Your task.
Images do not belong in the copy; retype the rest of the entries below exactly.
-.-.-
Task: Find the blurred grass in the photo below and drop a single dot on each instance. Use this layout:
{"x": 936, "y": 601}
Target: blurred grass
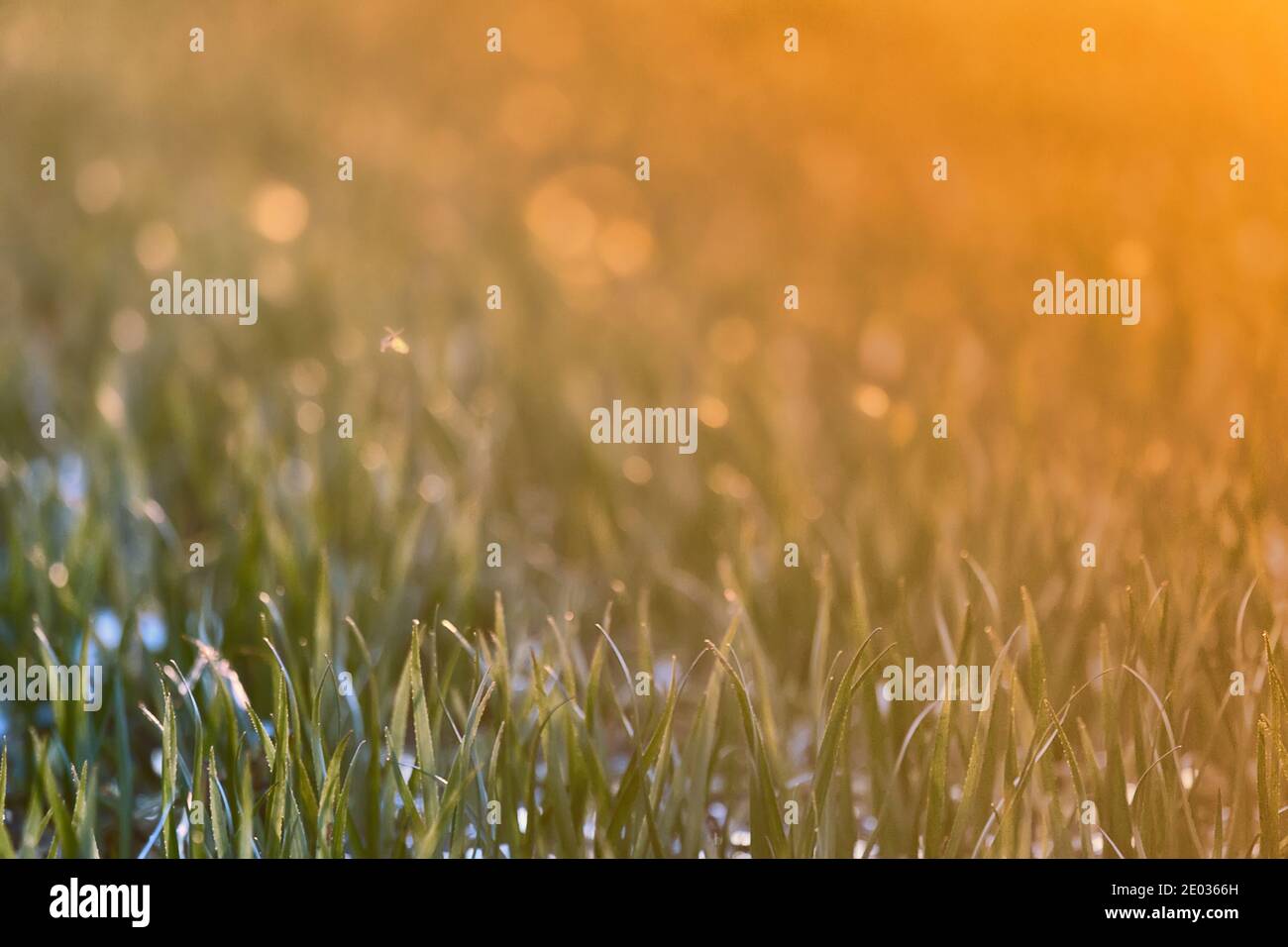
{"x": 366, "y": 557}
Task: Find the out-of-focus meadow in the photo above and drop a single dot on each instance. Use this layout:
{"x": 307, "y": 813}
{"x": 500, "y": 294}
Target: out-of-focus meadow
{"x": 768, "y": 169}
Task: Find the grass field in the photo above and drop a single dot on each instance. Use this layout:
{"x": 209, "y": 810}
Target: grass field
{"x": 635, "y": 669}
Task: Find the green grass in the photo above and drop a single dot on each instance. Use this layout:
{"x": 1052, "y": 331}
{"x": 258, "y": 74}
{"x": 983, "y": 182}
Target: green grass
{"x": 493, "y": 744}
{"x": 347, "y": 677}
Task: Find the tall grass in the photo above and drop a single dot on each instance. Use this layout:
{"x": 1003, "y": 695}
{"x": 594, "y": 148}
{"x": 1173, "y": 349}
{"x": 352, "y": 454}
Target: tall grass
{"x": 347, "y": 676}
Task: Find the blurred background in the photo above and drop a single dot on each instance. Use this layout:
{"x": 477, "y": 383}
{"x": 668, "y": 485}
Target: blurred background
{"x": 768, "y": 169}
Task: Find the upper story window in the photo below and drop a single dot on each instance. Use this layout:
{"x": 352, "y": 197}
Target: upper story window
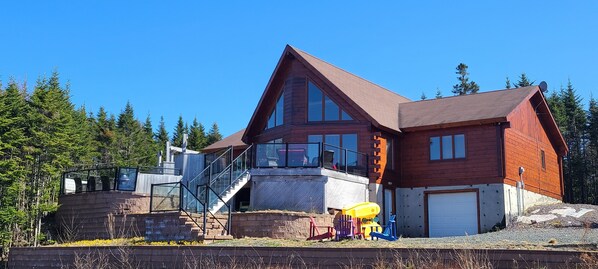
{"x": 447, "y": 147}
{"x": 277, "y": 116}
{"x": 321, "y": 108}
{"x": 543, "y": 159}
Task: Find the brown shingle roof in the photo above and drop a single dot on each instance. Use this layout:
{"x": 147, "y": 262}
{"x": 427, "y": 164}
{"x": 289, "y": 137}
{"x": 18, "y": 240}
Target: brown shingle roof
{"x": 489, "y": 106}
{"x": 379, "y": 103}
{"x": 231, "y": 140}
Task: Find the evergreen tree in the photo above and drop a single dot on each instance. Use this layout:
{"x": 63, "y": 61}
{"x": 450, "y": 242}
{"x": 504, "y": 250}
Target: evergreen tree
-.-.-
Task output.
Task: Find the blurred grass in the photo below and drop a single dot on each instance. Use this layout:
{"x": 936, "y": 601}
Target: blurred grass
{"x": 366, "y": 557}
Task: Find the out-of-focus meadow in the photo above and drop a single dot on each instance. Use this layout:
{"x": 307, "y": 813}
{"x": 500, "y": 294}
Target: out-of-focus meadow
{"x": 768, "y": 169}
Task: Find the grass field in the photo above and drop a single dot on each instance. Use this layout:
{"x": 209, "y": 810}
Target: grass field
{"x": 635, "y": 669}
Task: Find the green grass in the photo above and drop a single dot on each instance. Use this layout:
{"x": 1052, "y": 331}
{"x": 258, "y": 74}
{"x": 983, "y": 182}
Target: green grass
{"x": 493, "y": 744}
{"x": 347, "y": 677}
Task: Find the tall grass in the photo above and drop a single dot on each instance. Use this layout:
{"x": 1003, "y": 695}
{"x": 594, "y": 148}
{"x": 1173, "y": 349}
{"x": 352, "y": 454}
Target: tall grass
{"x": 347, "y": 676}
Task: Find the blurred background in the photo above and drop a single dot on each instance. Use this layout:
{"x": 477, "y": 383}
{"x": 668, "y": 485}
Target: blurred background
{"x": 768, "y": 169}
Task: Find the upper story window in the photo below and drop a single dot on each instance. Use this layout:
{"x": 352, "y": 197}
Target: upper story window
{"x": 447, "y": 147}
{"x": 277, "y": 116}
{"x": 321, "y": 108}
{"x": 543, "y": 159}
Task: Find the brown shingle roof in the photo above and drop a single dot on each instance. Use this layout:
{"x": 147, "y": 262}
{"x": 427, "y": 164}
{"x": 289, "y": 137}
{"x": 18, "y": 240}
Target: brown shingle roof
{"x": 489, "y": 106}
{"x": 379, "y": 103}
{"x": 231, "y": 140}
Task: Find the evergreen tree in the photo above and drop a single dot on each instance. Use this layout:
{"x": 63, "y": 61}
{"x": 450, "y": 242}
{"x": 504, "y": 250}
Target: evergreen tree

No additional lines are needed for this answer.